Since then, bankruptcy courts in Colorado, Texas, and Delaware have joined the fray in the debate on this issue. As discussed in more detail below, their findings and conclusions on the real covenants question varied due to the facts of the cases and the applicable state law. However, in a notable development, some of these courts have ruled that the answer to this question does not matter for the purpose of determining whether a gathering agreement can be rejected in bankruptcy. Instead, those courts have held that a gathering agreement can be rejected (or sold free and clear) even if it creates a covenant that runs with the land under applicable law.
In Sabine Oil, the debtors filed a motion to reject three gas gathering and handling agreements governed by Texas law. The counterparties argued that the relevant hydrocarbon dedications in the agreements were covenants running with the land that would survive rejection. Under Texas law, at least four conditions must be met for a covenant to run with the land: (i) it "touches and concerns the land"; (ii) it relates to a thing in existence or specifically binds the parties and their assigns; (iii) the covenant is intended by the original parties to run with the land; and (iv) the successor to the burden has notice of the covenant. A covenant "touches and concerns" land if it: (i) reduces the promisor's legal relations or increases the promisee's legal relations with respect to the land; or (ii) affects the nature, quality, or value of the subject of the covenant or affects the mode of enjoying it. Some courts have held that a fifth requirement—"horizontal privity of estate," meaning a mutual or successive relationship to the same rights in property—is also required. The bankruptcy court approved rejection of the gathering agreement over the counterparties' objections.

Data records

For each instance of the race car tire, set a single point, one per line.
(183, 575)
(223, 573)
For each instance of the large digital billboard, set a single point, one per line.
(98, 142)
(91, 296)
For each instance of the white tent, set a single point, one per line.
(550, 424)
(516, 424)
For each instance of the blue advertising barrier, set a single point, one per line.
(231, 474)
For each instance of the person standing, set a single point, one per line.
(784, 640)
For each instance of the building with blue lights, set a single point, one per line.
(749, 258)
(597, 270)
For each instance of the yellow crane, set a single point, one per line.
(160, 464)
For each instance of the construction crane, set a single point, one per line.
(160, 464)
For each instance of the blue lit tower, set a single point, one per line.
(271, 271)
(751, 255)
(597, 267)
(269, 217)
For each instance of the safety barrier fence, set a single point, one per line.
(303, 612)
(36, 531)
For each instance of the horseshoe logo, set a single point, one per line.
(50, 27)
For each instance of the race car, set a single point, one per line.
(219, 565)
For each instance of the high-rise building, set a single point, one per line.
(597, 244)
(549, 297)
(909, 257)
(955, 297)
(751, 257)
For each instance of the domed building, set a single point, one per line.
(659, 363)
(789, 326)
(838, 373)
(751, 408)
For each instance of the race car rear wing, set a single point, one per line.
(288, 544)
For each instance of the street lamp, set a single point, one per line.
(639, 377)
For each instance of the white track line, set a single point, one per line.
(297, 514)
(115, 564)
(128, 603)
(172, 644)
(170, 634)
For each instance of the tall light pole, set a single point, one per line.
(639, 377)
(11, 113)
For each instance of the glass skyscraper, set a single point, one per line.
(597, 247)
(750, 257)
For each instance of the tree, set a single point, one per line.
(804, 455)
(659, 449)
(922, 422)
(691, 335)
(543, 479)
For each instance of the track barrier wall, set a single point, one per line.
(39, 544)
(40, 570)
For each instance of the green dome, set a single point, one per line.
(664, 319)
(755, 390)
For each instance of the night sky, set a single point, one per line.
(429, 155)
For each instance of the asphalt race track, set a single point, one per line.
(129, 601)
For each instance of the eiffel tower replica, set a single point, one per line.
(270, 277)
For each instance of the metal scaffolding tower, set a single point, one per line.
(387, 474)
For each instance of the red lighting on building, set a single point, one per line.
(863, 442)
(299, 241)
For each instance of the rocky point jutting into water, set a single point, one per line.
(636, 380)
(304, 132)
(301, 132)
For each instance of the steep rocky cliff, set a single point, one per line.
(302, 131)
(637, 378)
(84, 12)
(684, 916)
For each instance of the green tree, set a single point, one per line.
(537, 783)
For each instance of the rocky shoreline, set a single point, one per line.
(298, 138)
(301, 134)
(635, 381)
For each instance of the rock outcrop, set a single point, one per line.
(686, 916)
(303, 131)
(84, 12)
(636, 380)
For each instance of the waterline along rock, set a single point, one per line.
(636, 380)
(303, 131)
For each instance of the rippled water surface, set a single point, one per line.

- Tasks
1 - In the passage on gathering agreements in bankruptcy, how many gas gathering and handling agreements did the Sabine Oil debtors move to reject?
2 - Extend the passage on gathering agreements in bankruptcy, writing on from its final sentence.

- Results by task
1 - Three.

2 -
On appeal, the Second Circuit ultimately concluded that it need not determine whether the gas gathering agreements at issue touched and concerned the land, "because we find that Texas still requires horizontal privity and that it was not satisfied in this case." The court rejected the argument that horizontal privity of estate is established through separate agreements conveying a pipeline easement and a separate parcel of land. The Second Circuit also rejected the argument that the agreements created equitable servitudes amounting to a property interest that could not be rejected under section 365 because there was no benefit to any real property owned by the non-debtor counterparties.
After filing for chapter 11 in 2017 in Colorado, Badlands Production Company ("Badlands") sought court authority to sell its oil and gas assets, including a gas gathering and processing agreement and a saltwater disposal agreement (collectively, "agreements") with Monarch Midstream, LLC ("Monarch"), free and clear of liens, claims, encumbrances, and interests under sections 363(b) and 363(f) of the Bankruptcy Code. The sale agreement with the proposed purchaser—Wapiti Utah, L.L.C. ("Wapiti")—provided that Wapiti would not assume the agreements or any other contracts with Monarch as part of the sale. Monarch responded by filing an adversary proceeding seeking a declaratory judgment that Wapiti could not purchase the assets free and clear of the agreements because the agreements were covenants that ran with the land.
The U.S. Bankruptcy Court for the District of Colorado ruled in favor of Monarch. Initially, the court noted that, despite a Colorado choice of law provision, Utah law governed whether the agreements constituted real covenants because the oil and gas assets were located in Utah. Under Utah law, a covenant runs with the land if: (i) the covenant "touches and concerns" the land; (ii) the parties intend the covenant to run with the land; (iii) there is "privity of estate"; and (iv) the covenant is in writing. See Monarch Midstream, LLC v. Badlands Production Company (In re Badlands Energy Utah LLC), 608 B.R. 854 (Bankr. D. Colo. 2019).
The bankruptcy court found that the agreements "touched and concerned" the land under Utah law because Badlands's interests in the associated oil and gas leases were "diminished" by the agreements, and the burdens imposed by the agreements consequently impacted Badlands's use and enjoyment of its interests in the leases. In addition, both of the agreements expressly provided that the covered dedications and commitments were covenants running with the land and that any successors and assigns were bound by their terms.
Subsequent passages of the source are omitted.